**Work to do:**
Nothing but the lines from the one that contains "Question. Place a dot on every instance of the distant treeline" through the end of the listing should appear, set down exactly.

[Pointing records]
○ ○ ○

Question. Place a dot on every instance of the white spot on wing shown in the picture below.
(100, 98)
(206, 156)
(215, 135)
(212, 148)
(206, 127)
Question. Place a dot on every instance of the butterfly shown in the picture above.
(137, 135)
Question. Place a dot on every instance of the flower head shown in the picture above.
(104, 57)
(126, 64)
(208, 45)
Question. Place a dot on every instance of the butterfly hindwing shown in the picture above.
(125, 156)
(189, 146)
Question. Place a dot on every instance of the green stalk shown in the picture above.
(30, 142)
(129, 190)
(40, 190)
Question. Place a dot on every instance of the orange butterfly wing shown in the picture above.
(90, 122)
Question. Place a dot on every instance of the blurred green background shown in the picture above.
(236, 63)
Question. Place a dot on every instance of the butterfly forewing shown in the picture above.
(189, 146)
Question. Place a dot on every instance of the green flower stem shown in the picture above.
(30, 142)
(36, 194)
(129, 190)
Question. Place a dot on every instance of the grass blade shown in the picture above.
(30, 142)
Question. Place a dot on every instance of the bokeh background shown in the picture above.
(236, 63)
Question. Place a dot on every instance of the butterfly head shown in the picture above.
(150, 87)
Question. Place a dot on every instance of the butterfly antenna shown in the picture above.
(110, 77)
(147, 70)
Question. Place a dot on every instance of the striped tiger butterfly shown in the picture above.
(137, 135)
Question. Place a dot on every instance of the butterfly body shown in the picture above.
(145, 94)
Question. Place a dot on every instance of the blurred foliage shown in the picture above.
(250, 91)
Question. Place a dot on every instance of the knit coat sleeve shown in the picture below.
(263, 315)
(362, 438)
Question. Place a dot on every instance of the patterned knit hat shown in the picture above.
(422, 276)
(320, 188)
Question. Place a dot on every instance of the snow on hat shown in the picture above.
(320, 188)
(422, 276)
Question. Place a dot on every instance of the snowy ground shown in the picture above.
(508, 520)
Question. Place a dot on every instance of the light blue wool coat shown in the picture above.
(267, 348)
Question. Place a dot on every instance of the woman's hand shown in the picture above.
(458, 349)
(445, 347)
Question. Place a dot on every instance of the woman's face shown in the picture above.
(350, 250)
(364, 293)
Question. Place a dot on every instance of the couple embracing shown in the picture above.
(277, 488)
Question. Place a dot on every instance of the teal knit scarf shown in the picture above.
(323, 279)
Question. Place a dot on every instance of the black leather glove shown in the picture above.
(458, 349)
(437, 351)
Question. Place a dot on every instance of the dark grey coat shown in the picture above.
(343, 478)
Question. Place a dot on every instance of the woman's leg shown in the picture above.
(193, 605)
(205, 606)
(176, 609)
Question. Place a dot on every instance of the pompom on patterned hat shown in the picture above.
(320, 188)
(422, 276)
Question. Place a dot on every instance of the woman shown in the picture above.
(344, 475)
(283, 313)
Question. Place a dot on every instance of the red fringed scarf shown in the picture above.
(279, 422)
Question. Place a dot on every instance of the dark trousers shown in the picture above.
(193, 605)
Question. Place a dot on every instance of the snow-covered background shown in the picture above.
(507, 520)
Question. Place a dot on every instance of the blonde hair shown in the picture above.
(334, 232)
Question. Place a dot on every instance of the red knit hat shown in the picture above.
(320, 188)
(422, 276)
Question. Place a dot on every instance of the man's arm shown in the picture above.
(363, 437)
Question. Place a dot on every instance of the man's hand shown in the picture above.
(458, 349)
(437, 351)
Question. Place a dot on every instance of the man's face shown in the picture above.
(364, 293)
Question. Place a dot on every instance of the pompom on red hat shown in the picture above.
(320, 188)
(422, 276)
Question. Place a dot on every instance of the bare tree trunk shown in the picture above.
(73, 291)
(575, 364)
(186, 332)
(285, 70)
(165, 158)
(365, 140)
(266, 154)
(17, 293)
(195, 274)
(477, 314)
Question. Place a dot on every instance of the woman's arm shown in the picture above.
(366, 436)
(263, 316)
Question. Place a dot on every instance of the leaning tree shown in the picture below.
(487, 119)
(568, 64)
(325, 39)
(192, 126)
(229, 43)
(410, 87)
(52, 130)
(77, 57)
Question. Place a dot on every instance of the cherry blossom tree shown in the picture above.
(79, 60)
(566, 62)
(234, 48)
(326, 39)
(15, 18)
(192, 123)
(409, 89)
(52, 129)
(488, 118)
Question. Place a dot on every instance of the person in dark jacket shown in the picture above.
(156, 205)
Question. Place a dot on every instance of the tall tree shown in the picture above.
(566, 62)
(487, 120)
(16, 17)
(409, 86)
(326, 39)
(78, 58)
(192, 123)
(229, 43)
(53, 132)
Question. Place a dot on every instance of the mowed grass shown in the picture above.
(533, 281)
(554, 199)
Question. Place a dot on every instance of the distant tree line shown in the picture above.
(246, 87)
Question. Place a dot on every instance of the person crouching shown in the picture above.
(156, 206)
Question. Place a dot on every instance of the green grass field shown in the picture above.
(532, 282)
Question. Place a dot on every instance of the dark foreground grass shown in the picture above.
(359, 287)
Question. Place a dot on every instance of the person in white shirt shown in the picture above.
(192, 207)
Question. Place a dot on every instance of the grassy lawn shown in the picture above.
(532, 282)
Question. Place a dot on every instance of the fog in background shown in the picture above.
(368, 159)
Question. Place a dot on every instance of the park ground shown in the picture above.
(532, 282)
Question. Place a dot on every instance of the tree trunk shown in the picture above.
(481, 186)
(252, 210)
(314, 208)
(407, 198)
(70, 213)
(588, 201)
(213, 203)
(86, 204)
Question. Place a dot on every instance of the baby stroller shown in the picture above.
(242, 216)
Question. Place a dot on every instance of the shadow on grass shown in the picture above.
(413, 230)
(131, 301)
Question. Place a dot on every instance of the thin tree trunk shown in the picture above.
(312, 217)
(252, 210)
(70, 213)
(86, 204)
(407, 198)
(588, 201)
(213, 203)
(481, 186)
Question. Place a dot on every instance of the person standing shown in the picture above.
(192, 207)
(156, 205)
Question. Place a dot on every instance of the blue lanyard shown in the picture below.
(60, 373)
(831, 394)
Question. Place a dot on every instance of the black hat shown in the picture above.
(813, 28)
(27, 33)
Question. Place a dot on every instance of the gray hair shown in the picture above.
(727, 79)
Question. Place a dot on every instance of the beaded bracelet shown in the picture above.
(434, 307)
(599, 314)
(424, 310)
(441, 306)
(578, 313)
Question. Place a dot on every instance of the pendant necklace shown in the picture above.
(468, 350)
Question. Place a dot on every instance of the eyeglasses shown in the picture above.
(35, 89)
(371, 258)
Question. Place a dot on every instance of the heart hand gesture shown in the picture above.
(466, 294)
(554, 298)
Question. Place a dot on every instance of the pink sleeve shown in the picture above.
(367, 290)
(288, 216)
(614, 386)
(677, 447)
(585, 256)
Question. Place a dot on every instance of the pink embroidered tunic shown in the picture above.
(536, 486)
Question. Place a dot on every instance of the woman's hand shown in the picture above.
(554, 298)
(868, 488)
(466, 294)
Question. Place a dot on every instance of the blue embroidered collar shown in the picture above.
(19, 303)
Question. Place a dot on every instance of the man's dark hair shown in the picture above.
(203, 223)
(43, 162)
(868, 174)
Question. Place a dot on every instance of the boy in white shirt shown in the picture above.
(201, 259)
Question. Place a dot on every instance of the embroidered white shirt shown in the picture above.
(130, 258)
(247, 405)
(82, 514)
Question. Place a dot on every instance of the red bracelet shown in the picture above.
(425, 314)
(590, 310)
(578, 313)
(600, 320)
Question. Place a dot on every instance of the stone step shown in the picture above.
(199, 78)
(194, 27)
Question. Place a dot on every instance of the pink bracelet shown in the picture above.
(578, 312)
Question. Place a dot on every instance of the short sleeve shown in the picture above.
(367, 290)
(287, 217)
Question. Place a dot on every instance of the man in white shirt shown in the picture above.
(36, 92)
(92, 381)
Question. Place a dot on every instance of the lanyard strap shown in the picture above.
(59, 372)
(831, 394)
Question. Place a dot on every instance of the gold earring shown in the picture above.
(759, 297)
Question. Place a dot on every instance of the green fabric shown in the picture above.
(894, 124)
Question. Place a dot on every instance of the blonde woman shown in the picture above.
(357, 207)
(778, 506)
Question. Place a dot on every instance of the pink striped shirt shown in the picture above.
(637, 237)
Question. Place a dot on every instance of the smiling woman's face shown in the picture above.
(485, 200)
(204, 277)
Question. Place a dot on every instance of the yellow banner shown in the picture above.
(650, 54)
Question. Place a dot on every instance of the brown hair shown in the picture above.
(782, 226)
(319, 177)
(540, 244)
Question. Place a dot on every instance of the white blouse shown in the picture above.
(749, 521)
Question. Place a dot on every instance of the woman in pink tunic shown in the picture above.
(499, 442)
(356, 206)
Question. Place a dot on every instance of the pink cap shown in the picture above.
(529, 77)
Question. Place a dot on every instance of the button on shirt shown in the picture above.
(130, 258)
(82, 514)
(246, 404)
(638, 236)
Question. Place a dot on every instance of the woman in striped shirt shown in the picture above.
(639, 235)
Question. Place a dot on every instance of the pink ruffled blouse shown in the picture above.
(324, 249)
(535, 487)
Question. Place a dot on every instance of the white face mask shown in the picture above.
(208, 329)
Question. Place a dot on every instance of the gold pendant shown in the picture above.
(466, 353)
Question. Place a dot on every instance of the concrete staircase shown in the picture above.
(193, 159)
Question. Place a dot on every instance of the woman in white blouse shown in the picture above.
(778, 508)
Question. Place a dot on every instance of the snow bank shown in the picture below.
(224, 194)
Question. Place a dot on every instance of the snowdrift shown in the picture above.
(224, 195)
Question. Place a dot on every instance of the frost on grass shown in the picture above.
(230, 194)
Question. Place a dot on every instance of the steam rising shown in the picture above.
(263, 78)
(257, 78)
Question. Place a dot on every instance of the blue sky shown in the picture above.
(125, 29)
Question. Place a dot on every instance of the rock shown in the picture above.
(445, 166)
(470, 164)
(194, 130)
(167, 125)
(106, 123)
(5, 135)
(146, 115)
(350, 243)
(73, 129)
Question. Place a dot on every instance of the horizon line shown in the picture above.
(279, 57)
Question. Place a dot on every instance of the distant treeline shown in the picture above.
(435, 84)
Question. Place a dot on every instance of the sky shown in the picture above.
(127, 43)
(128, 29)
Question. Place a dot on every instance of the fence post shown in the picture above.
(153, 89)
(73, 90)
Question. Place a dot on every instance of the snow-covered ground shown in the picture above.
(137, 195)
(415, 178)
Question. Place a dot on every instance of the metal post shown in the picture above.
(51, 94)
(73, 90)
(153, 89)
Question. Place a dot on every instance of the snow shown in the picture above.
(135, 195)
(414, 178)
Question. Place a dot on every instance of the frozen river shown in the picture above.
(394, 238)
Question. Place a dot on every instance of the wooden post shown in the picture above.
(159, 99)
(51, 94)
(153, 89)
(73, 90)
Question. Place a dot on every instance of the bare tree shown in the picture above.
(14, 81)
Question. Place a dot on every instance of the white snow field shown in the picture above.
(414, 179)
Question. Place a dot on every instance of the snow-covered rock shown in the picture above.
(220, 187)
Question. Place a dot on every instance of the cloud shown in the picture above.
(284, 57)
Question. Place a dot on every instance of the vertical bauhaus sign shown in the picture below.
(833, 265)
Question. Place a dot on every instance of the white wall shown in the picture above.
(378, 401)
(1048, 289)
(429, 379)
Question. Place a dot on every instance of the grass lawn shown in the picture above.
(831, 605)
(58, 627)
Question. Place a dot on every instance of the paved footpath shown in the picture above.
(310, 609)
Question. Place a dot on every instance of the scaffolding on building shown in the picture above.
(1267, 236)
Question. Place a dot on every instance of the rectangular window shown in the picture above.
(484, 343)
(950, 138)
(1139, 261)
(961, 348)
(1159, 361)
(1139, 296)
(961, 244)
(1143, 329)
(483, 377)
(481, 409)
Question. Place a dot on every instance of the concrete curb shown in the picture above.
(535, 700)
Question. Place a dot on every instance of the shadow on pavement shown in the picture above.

○ ○ ○

**Worked answer:**
Question. Place a dot on every instance of the distant treeline shown in the picture above.
(435, 84)
Question. Place a dot on every instance of the sky shown in the picture above.
(127, 43)
(128, 29)
Question. Place a dot on every instance of the fence post shown in the picture above.
(153, 89)
(73, 90)
Question. Place a dot on every instance of the snow-covered ground shown in the picture above.
(137, 195)
(415, 178)
Question. Place a dot on every instance of the metal post shown in the picture above.
(51, 94)
(73, 90)
(153, 89)
Question. Place a dot on every instance of the snow shown in the picture above.
(135, 195)
(414, 178)
Question. Place a dot on every instance of the frozen river shown in the picture above.
(394, 238)
Question. Place a dot on every instance of the wooden post shown in the picture above.
(159, 99)
(51, 94)
(153, 89)
(73, 90)
Question. Place a dot on every instance of the bare tree shown in the picture above.
(14, 81)
Question. Place a dot on every instance of the white snow field shown in the picture above.
(414, 179)
Question. Place a dot on every instance of the snow-covered rock shown in the picture above.
(220, 187)
Question. Place a dot on every instance of the cloud shown in the picture above.
(284, 57)
Question. Place a dot on every instance of the vertical bauhaus sign shown in the picture below.
(833, 265)
Question. Place a dot on every instance of the white wall shown in the picture above.
(378, 401)
(1048, 289)
(429, 379)
Question. Place a dot on every instance of the grass lawn shown in the picture above.
(831, 605)
(58, 627)
Question. Place a dot on every instance of the paved footpath shown in the picture above.
(310, 609)
Question. Place a dot on every instance of the scaffolding on building shown in the picture above.
(1267, 236)
Question. Place a dot on every instance of the rectangular window shown in the picture above.
(484, 343)
(950, 138)
(1139, 261)
(961, 348)
(1159, 361)
(1139, 296)
(961, 244)
(1143, 329)
(483, 377)
(481, 409)
Question. Place a dot on every instance of the concrete curb shown in the picture above.
(535, 700)
Question. Place a dot on every instance of the shadow on pavement shown in the picture above.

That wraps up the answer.